Records
++++++

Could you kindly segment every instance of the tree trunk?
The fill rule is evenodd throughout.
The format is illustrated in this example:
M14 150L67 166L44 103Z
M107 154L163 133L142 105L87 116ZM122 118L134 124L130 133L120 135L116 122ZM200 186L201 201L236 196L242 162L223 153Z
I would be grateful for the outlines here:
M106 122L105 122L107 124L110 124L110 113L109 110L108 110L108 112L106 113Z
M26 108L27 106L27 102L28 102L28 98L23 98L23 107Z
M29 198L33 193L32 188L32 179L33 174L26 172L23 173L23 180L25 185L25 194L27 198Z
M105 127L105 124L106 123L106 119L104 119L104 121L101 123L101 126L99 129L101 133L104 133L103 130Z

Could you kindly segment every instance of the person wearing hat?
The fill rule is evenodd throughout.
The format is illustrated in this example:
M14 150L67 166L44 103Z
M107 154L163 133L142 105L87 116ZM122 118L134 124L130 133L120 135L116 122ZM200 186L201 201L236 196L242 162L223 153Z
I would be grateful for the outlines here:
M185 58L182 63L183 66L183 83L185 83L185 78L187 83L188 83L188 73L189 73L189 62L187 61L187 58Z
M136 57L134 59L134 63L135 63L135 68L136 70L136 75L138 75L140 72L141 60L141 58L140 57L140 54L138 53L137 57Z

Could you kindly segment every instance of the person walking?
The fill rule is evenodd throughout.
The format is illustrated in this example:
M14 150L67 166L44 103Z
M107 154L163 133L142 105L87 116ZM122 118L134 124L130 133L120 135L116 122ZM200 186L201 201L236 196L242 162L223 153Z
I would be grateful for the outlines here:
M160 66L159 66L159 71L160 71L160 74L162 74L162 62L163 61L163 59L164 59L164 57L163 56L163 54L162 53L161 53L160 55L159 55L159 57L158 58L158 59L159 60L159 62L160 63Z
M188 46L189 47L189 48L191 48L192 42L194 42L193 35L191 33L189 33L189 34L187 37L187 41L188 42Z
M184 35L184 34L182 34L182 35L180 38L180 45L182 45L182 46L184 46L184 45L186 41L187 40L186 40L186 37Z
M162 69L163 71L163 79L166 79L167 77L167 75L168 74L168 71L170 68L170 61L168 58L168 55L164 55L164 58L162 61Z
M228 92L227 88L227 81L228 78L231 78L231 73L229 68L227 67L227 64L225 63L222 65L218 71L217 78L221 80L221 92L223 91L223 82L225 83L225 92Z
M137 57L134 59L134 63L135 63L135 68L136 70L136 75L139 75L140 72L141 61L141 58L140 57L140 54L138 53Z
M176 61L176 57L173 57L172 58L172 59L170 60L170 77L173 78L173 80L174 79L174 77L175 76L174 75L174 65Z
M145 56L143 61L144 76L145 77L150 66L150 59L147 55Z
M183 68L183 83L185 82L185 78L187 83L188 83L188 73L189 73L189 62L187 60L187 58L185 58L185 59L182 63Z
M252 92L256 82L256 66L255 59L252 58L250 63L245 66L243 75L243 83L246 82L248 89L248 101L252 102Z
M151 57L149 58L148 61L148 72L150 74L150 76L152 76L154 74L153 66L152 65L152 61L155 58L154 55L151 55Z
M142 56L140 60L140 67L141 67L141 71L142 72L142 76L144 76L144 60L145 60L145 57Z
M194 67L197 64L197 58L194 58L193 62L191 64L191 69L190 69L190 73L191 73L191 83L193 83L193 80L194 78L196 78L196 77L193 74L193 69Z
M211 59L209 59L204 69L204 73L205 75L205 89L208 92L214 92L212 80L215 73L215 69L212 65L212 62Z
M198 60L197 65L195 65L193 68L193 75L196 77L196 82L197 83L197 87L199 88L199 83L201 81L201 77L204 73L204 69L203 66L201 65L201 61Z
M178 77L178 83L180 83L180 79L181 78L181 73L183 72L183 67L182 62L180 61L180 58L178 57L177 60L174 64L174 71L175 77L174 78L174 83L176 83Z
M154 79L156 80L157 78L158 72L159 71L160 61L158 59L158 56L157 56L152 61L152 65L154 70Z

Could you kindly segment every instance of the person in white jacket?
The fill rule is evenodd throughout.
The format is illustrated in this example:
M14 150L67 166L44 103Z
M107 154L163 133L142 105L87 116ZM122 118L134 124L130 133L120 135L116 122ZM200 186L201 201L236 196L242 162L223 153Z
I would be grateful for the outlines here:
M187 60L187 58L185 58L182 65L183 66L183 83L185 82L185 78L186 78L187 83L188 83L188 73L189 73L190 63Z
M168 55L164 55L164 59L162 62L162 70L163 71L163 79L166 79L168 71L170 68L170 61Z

++++++

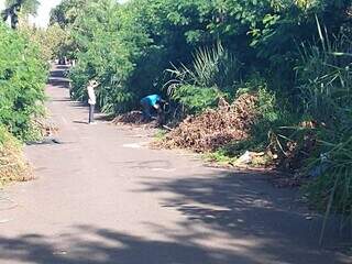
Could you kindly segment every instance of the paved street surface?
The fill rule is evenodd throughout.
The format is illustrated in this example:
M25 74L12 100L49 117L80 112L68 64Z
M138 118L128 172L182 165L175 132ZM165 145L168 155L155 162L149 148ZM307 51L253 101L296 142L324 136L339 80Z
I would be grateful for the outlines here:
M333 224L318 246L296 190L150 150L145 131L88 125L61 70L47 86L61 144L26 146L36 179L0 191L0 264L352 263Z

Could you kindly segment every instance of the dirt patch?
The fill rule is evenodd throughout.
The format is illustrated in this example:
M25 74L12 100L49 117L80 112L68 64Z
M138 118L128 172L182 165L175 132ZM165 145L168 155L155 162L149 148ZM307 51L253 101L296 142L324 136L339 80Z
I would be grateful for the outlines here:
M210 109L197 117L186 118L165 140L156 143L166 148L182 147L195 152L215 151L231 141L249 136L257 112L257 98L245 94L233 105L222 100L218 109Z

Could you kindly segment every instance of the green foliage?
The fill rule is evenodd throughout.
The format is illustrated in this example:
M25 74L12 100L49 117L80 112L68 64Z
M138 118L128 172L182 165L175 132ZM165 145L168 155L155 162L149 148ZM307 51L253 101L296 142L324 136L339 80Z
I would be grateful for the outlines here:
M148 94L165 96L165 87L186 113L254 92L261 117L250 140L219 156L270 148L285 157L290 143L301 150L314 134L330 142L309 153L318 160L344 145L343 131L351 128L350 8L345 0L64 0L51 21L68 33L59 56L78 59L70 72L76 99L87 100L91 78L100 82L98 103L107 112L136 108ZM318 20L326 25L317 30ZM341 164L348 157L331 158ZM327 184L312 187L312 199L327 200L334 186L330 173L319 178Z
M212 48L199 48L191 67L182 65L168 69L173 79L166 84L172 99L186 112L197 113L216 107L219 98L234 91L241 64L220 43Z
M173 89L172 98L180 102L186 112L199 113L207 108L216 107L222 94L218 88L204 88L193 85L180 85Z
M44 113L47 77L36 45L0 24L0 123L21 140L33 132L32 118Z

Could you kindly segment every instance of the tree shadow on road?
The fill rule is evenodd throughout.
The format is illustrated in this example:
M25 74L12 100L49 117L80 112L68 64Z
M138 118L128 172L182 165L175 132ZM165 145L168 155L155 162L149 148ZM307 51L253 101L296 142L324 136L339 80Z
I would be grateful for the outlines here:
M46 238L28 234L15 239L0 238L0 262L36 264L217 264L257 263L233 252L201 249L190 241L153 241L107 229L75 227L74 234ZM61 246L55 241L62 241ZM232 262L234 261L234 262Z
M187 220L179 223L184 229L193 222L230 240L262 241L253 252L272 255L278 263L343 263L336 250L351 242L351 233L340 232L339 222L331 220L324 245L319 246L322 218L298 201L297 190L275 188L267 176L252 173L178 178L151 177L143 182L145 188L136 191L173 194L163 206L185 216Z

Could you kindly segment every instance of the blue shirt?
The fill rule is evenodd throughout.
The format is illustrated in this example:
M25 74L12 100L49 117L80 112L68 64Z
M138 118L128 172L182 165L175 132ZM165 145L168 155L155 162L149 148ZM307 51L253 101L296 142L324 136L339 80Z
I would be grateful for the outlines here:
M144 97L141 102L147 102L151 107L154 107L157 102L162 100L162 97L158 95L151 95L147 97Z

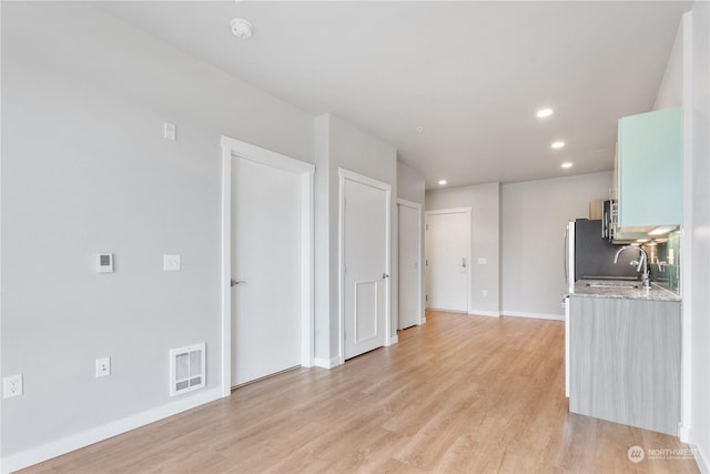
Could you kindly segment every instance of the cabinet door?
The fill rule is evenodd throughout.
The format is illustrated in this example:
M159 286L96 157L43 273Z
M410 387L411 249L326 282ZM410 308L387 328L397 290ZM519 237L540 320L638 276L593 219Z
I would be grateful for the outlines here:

++++++

Requirement:
Please retype without any change the lines of the entries from the line with "Could you kindly segment every instance of the tree trunk?" up to and including the line with "M136 57L134 59L134".

Output below:
Could you kindly segment every instance of the tree trunk?
The fill rule is evenodd throughout.
The format is illustrated in this example:
M14 150L67 166L44 103Z
M107 154L163 133L142 105L87 116ZM122 118L134 124L130 133L120 135L116 122ZM200 186L201 201L236 196L242 162L223 153Z
I would be grateful for the outlines here:
M106 122L105 122L107 124L110 124L110 113L109 110L108 110L108 112L106 113Z
M26 108L27 106L27 102L28 102L28 98L23 98L23 107Z
M29 198L33 193L32 188L32 179L33 174L26 172L23 173L23 180L25 185L25 194L27 198Z
M105 127L105 124L106 123L106 119L104 119L104 121L101 123L101 126L99 129L101 133L104 133L103 130Z

Could you kindly segment every instance of the person wearing hat?
The fill rule is evenodd throughout.
The format is illustrated in this example:
M14 150L67 166L44 103Z
M107 154L163 133L142 105L87 116ZM122 118L134 124L130 133L120 135L116 122ZM200 186L201 201L236 196L242 162L223 153Z
I would be grateful for the outlines here:
M185 58L182 63L183 66L183 83L185 83L185 78L187 83L188 83L188 73L189 73L189 62L187 61L187 58Z
M136 57L134 59L134 63L135 63L135 68L136 70L136 75L138 75L140 72L141 60L141 58L140 57L140 54L138 53L137 57Z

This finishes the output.